**Dataset entries:**

★ ★ ★ ★

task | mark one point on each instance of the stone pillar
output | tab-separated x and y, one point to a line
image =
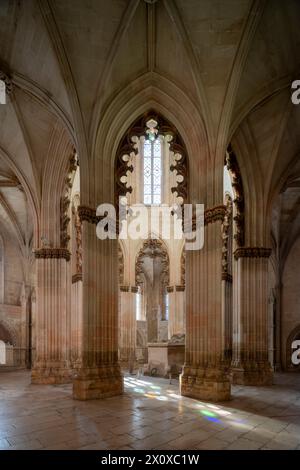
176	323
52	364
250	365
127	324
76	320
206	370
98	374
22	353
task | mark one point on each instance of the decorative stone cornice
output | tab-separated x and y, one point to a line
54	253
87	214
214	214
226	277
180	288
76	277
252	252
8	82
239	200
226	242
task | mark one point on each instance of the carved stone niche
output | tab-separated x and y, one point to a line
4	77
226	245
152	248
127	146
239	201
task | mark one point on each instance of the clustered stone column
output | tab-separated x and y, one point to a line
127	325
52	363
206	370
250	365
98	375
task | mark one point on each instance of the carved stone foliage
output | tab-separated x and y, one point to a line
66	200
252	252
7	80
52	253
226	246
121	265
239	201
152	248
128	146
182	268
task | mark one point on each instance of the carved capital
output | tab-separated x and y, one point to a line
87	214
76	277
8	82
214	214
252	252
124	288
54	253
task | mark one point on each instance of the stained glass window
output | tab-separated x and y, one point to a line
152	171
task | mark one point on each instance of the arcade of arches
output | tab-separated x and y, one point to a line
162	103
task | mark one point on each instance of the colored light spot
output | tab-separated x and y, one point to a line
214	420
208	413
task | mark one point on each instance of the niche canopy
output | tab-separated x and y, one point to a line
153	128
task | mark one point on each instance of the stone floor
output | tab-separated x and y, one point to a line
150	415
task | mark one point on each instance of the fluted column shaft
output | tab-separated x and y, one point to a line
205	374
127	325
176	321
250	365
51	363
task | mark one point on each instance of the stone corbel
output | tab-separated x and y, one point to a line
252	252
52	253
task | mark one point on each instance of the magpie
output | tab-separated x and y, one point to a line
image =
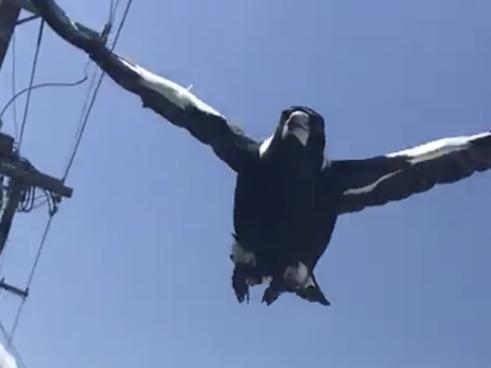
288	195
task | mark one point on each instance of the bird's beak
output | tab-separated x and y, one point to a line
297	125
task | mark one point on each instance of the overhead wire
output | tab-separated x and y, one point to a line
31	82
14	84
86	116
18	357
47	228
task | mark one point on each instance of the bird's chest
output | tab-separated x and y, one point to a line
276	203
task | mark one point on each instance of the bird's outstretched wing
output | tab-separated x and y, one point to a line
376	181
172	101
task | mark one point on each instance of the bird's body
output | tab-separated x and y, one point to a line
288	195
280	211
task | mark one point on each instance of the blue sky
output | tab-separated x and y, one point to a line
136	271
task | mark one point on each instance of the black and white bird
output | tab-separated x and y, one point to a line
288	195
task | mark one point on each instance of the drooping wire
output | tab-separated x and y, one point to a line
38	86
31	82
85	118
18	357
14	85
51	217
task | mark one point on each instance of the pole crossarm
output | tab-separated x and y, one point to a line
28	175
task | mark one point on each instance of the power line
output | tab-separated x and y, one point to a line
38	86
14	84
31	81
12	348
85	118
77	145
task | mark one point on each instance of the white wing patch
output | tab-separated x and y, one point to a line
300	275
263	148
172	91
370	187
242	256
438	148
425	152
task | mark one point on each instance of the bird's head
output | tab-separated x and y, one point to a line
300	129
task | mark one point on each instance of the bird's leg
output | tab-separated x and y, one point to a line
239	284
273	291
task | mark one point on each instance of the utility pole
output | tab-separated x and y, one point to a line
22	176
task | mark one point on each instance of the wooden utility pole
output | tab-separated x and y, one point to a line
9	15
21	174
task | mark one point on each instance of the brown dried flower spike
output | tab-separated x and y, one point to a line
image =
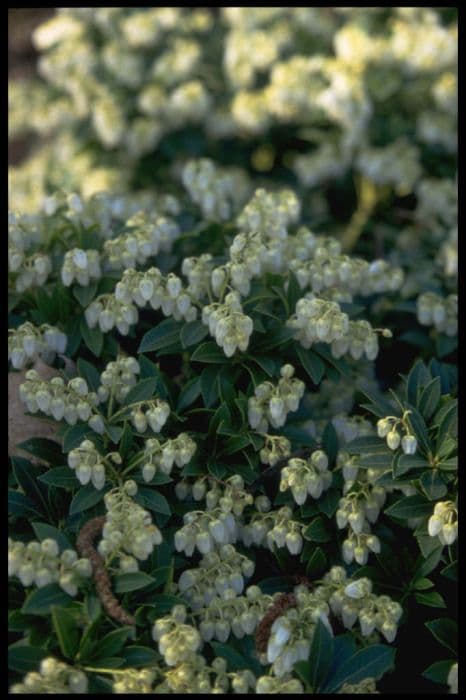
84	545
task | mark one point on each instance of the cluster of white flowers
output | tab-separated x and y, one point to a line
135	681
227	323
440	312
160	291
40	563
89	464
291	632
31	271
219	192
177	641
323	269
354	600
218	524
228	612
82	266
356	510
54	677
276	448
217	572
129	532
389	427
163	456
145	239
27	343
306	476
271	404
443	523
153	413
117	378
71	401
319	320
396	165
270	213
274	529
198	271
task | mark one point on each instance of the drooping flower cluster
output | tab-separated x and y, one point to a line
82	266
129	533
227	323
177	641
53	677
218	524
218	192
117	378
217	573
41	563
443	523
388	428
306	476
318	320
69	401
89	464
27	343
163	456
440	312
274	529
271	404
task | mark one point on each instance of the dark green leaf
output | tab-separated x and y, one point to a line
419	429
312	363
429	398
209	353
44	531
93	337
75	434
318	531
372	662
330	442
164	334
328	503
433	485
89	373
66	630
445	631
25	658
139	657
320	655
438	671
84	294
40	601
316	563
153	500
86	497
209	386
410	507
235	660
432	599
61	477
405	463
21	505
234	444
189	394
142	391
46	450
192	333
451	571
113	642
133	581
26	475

★ ★ ★ ★

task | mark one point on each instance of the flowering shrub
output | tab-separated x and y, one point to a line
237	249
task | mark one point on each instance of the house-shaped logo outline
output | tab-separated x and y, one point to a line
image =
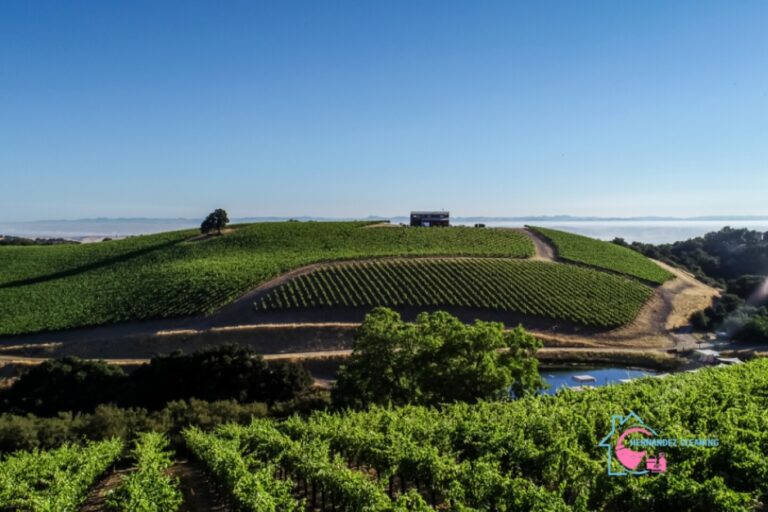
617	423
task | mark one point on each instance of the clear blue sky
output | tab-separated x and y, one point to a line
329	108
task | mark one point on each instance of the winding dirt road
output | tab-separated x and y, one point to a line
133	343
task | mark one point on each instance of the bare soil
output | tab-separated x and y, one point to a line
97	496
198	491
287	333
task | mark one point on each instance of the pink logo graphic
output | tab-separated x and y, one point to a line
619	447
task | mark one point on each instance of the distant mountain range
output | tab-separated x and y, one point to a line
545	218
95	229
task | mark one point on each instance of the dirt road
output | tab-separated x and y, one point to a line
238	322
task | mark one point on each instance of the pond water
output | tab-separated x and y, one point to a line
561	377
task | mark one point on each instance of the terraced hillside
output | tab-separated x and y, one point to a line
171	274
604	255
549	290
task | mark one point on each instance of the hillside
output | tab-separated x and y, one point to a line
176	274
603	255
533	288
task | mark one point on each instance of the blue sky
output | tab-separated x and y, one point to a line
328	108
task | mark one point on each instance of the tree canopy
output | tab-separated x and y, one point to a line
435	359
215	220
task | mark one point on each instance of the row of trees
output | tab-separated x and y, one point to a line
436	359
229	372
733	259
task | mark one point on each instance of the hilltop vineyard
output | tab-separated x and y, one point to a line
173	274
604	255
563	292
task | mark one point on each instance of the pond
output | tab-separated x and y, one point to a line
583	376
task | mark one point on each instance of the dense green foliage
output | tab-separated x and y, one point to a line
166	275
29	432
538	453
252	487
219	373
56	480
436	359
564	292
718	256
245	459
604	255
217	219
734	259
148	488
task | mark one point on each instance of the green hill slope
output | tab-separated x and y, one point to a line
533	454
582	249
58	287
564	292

★ ★ ★ ★

**Directions for this task:**
The expected output is the lines above from the one containing "the stone floor" to the one containing "the bird's head", both ends included, reproduced exactly with every picture left out.

**Response to this task:**
task | mark one point on each instance of the stone floor
output | tab-separated x and y, one point to a line
150	415
task | mark one point on each instance of the fluted column shaft
output | tab-separated x and y, one point to a line
205	374
127	325
176	321
250	365
51	363
task | mark one point on each instance of the stone corbel
output | tab-separated x and y, one point to a line
252	252
52	253
task | mark one point on each instance of the magpie
output | tab-separated x and y, one point to a line
image =
288	195
task | mark one point on each instance of the bird's beak
output | tab-separated x and y, one point to a line
297	125
task | mark one point on each instance of the overhead wire
output | tab-separated x and y, one point to a line
31	82
14	84
86	116
18	357
47	228
task | mark one point on each instance of the bird's chest
output | tab-separated x and y, one point to a line
276	203
task | mark one point on each instance of the bird's outstretched wing
output | tab-separated x and y, one point to a line
376	181
172	101
task | mark one point on each instance of the bird's body
output | tab-separated x and y, one point to a line
288	195
280	211
task | mark one point on each instance of the blue sky
output | tab-separated x and y, one point to a line
136	271
task | mark one point on each instance of the black and white bird
output | tab-separated x and y, one point to a line
288	195
task | mark one point on each instance of the drooping wire
output | tab-separated x and y, one point to a line
38	86
31	82
85	118
18	357
14	85
51	217
task | mark one point on each instance of the pole crossarm
output | tab-separated x and y, one point to a line
28	175
task | mark one point on each instance of the power line
output | tab-separated x and y, one point to a line
38	86
14	84
31	81
12	348
85	118
77	145
task | mark one point on each instance of the white wing patch
output | tab-separated x and y, one point to a line
300	275
263	148
172	91
370	187
242	256
438	148
425	152
task | mark one point on each instance of the bird's head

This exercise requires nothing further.